SHORT PROBLEM ▸ Retype the records below exactly as they appear, but leave out any pictures.

INFORMATION SHOWN ▸

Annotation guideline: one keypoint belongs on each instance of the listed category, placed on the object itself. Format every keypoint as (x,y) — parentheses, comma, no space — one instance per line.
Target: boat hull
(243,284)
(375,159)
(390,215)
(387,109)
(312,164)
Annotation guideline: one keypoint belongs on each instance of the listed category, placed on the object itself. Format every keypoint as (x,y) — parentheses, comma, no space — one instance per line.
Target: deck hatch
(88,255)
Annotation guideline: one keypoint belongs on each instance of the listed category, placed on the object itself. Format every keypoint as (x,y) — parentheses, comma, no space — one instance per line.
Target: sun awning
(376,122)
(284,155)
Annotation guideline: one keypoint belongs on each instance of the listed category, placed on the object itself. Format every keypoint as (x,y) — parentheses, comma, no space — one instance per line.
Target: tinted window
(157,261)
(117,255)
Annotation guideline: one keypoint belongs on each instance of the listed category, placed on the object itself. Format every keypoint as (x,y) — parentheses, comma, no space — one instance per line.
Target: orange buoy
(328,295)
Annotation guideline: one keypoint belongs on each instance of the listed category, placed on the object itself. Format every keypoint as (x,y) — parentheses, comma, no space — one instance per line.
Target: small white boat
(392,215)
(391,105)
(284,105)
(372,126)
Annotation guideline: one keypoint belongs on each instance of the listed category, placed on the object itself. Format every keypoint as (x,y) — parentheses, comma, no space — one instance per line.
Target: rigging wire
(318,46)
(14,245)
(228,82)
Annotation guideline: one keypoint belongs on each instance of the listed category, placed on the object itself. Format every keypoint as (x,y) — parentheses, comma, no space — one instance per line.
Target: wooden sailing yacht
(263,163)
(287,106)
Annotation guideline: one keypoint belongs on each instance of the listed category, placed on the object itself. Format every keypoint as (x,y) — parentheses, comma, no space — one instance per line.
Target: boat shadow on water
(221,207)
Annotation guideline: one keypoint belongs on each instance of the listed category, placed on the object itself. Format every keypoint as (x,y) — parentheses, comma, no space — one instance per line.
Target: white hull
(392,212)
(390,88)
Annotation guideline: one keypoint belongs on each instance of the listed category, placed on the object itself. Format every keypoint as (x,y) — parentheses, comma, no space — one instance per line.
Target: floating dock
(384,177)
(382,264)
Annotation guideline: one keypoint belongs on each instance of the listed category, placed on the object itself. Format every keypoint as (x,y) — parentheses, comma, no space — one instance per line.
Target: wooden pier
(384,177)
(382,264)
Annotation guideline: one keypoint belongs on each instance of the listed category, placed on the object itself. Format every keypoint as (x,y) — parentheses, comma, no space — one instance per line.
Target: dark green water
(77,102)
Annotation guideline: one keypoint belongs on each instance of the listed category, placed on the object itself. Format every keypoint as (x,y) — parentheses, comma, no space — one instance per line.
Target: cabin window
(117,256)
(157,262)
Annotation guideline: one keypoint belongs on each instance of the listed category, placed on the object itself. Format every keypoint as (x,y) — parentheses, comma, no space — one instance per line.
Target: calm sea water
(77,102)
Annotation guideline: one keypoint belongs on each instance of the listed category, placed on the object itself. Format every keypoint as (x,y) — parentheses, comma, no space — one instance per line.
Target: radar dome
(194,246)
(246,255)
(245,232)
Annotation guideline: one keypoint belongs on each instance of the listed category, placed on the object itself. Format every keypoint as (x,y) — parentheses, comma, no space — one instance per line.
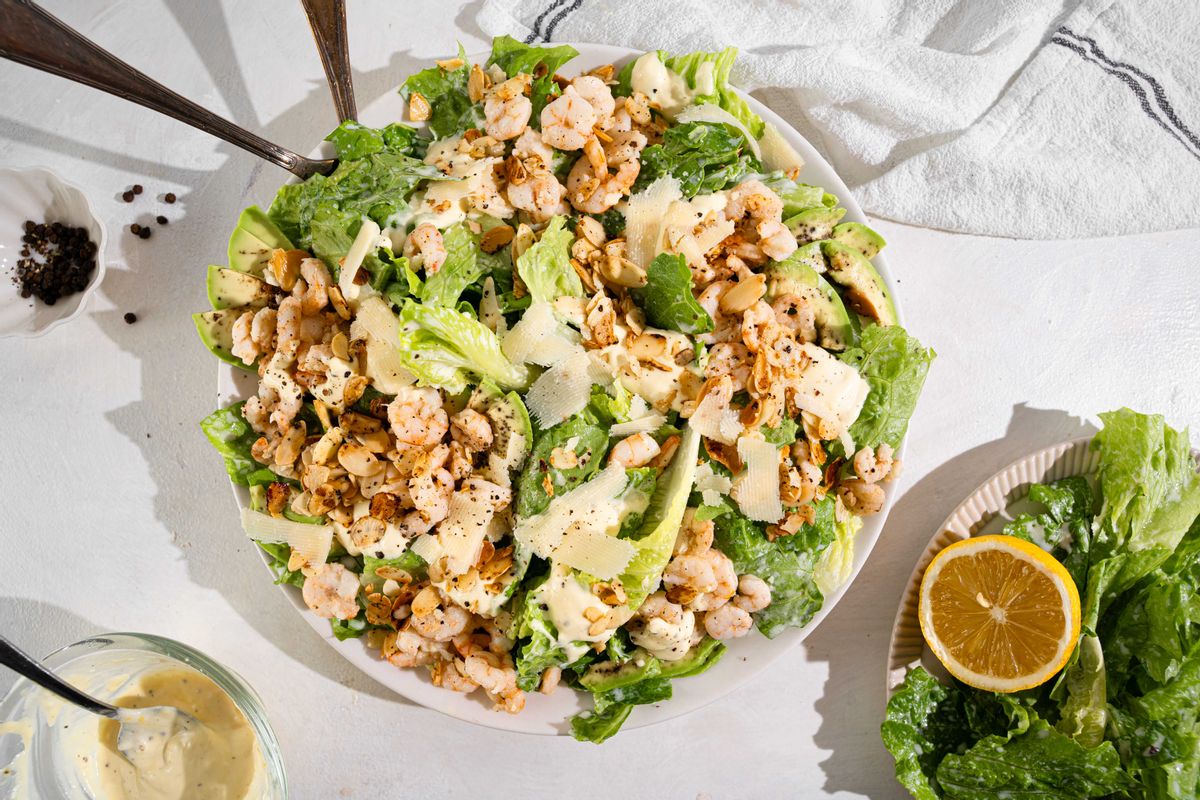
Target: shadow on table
(851,707)
(57,627)
(161,283)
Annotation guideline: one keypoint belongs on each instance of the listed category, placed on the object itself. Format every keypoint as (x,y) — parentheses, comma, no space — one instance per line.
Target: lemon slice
(1000,613)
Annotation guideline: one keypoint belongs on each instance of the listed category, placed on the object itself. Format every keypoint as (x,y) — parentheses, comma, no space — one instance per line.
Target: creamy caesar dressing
(665,88)
(183,735)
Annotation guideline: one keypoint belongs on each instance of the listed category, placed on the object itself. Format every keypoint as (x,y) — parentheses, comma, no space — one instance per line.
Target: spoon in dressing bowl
(328,22)
(31,36)
(143,733)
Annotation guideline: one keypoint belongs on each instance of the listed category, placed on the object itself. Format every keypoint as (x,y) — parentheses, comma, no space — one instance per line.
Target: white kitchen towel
(1033,119)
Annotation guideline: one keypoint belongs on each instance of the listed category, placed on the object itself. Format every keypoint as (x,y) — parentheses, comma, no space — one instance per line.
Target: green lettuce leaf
(688,66)
(894,365)
(667,299)
(461,269)
(546,266)
(444,347)
(447,92)
(705,157)
(232,437)
(543,62)
(1041,763)
(787,565)
(353,139)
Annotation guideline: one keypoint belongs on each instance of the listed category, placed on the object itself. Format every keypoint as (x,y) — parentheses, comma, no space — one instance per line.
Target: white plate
(549,715)
(41,196)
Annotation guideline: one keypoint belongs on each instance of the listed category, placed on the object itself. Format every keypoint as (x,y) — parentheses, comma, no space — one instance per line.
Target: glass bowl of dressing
(51,750)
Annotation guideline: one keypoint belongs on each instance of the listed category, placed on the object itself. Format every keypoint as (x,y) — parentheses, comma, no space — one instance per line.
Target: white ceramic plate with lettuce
(549,715)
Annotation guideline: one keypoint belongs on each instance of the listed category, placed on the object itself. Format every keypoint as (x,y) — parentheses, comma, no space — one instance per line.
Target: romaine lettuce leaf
(546,266)
(894,365)
(232,437)
(705,157)
(541,62)
(353,139)
(461,269)
(1041,763)
(787,565)
(447,94)
(689,66)
(667,299)
(444,347)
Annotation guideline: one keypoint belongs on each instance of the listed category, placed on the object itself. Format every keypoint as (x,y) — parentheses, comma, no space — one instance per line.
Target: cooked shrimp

THE SOLUTION ▸
Annotation guideline: one keypoint belongs on each instance of the listed category, placed on the object itself. Format every keypoint as (x,y) — parentheses, comma, no space — one instance per line.
Target: boat hull
(243,284)
(375,159)
(390,215)
(387,109)
(312,164)
Annotation guideline: one keypoint belongs on each instance of the listed category, placed on the object itself. Format every keypoint as (x,y) — parentheses, comma, no space — one instance per line.
Target: deck hatch
(88,255)
Annotation guideline: one keypoint belongs on each instance of the listed category, placed on the object itself. Format every keypoint as (x,y) — parentheses, comma, no space — one instance per line.
Target: sun awning
(376,122)
(284,155)
Annotation guideline: one keypoint belongs on each instance of the listed category, placed on the object itself. Format every keypoint as (x,y) — parentheses, comma, no space — one instance per line.
Target: tinted window
(157,261)
(117,255)
Annotation guideline: one keypoint belongs on each instance of the listed category, placed on the object itself. Format every keypoint as (x,y) — parentheses, comma, no space — one instance per line.
Target: orange buoy
(328,295)
Annotation guideline: one keypoint belongs on each instance of the listed category, placed on the object itself. Format every keypoint as (x,y) — parentheses, comma, no space — one instance per line.
Target: small white boat
(392,215)
(391,105)
(284,105)
(372,126)
Annotation guideline: one keypoint belongs on each instance of the listed category, placed on the object itself. Format every keypoint as (x,y) — parentheses, comma, no space — one instance per line.
Target: rigging wire
(318,46)
(14,245)
(228,82)
Annotation guideline: one keypoint belongs on each instance of the listed category, placed on the object itself. Format every keypoint as (x,y) — parentheses, comma, no space — one instance per line.
Target: wooden sailing yacht
(263,163)
(287,106)
Annotation guideline: one keypoint belongs on each instance of the listed category, placed on the object itself. Format every keypoint as (x,y) — parentheses, comma, no space — one instance per line.
Target: boat shadow on water
(221,207)
Annotation guideline: one keypoint belongs on each instance of the listed category, placed on the object itself. Format every keypoint as (x,y) — parentheses, comma, no space — one instance per line.
Target: white hull
(392,212)
(390,88)
Annotation guideline: one keypoint belongs on each instance of the listed category, placed on the object itself. Format every keypoint as (x,y) — parentheses, comma, no space — one instance per line.
Target: floating dock
(384,177)
(382,264)
Annotation guideline: one keypoint belongs on each instance of the listed category, placed on the object itself. Format every keypoint as (x,y) — parentheses, comma, no space — one instance per line.
Target: wooden pier
(384,177)
(382,264)
Annotation guideline: one keypoint belongs on each instance of the listed category, placed on the object itself. Format every keypoint as (x,y) — parentheses, comma, no space — one instance per line.
Target: dark green water
(77,102)
Annotation guideline: one keypoint belongs on each instance of the listed category, placed on the object itself. Format every keypoint as (x,y) — parentheses, comma, no space — one instance per line.
Target: cabin window
(117,256)
(157,262)
Annotation guideline: one keypoint belongs on each instance of the listed category, placed on the object itself. Format every keypoint as (x,y) — parentheses, comma, no space — one instance per line.
Target: calm sea water
(77,102)
Annotation guideline: one keypoint belongs on each instance of the listed category, placed on the object itself. Format every keypoint as (x,y) — parentheses, comma, no space — one instance per line.
Target: radar dome
(194,246)
(246,255)
(245,232)
Annotation guideline: one keypoint belongs on each instance of the listed category, placed on the object itself. Format every keypoint as (x,y) — parentheses, comma, no space — one instance per line.
Target: shadow on table
(851,707)
(57,627)
(161,283)
Annotation guideline: one keypoint belongs on each instance of the listed category, placed on the object itself. Format every keypoint as (x,y) — parentheses, comma, no space — one instance per line.
Target: lemon slice
(1000,613)
Annotation guideline: one keypoint belongs on each instance of the listed category, placed on the object itself. Format every keypoint as (x,y) — parentheses, comma, no space — one instance per line.
Target: creamy caesar dressing
(665,88)
(183,735)
Annotation guideline: one keypoint belongs on each instance of the listed category, placed on the object itself. Format every keypoint as (x,y) — parentheses, comma, no space — one instance per line.
Target: spoon in dressing bowl
(328,22)
(31,36)
(143,733)
Annotation guideline: one keypoint belongs on each instance of the listed category, placed on the object itself. Format every keypoint as (x,y) — parentheses, comma, no space — one instance per line.
Target: white kitchen towel
(1033,119)
Annotation guideline: one keypoint belongs on each instance of the listed category, placed on the object itself. Format every keypoint as (x,y) — parentheses, comma, no space — one instance per line.
Target: green lettuce leaf
(688,66)
(894,365)
(667,299)
(461,269)
(546,266)
(444,347)
(447,92)
(705,157)
(232,437)
(543,62)
(1041,763)
(787,565)
(353,139)
Annotation guideline: one keypoint belongs on each instance of the listed category, placed on the object itself. Format every keypoint as (x,y) — parentheses, comma, no space — one instance per line.
Target: white plate
(549,715)
(41,196)
Annotation guideline: one keypoint belongs on each instance of the listed category, placed on the object itself. Format every keypoint as (x,y) — parentheses, comma, no space — one instance per line.
Target: glass bowl of dressing
(51,750)
Annotation guideline: one keypoint belongs on each instance of the listed category, placed on the object itself. Format every keypoint as (x,y) — parentheses, comma, no space — one instance per line.
Target: white ceramic plate with lettuce
(549,715)
Annotation guideline: one keypoint belongs on each instance of the listed category, placed on the object itself. Format every keypoint as (x,y) — parentheses, comma, no space — one instance per line.
Target: romaine lettuce leaf
(546,266)
(894,365)
(232,437)
(705,157)
(541,62)
(353,139)
(461,269)
(1041,763)
(787,565)
(447,94)
(689,66)
(667,299)
(444,347)
Annotation guideline: one keypoint belongs on each instance of the listed category, placed on the object itself. Format every keypoint as (x,y) — parentheses, comma, no space — one instance per line.
Target: cooked shrimp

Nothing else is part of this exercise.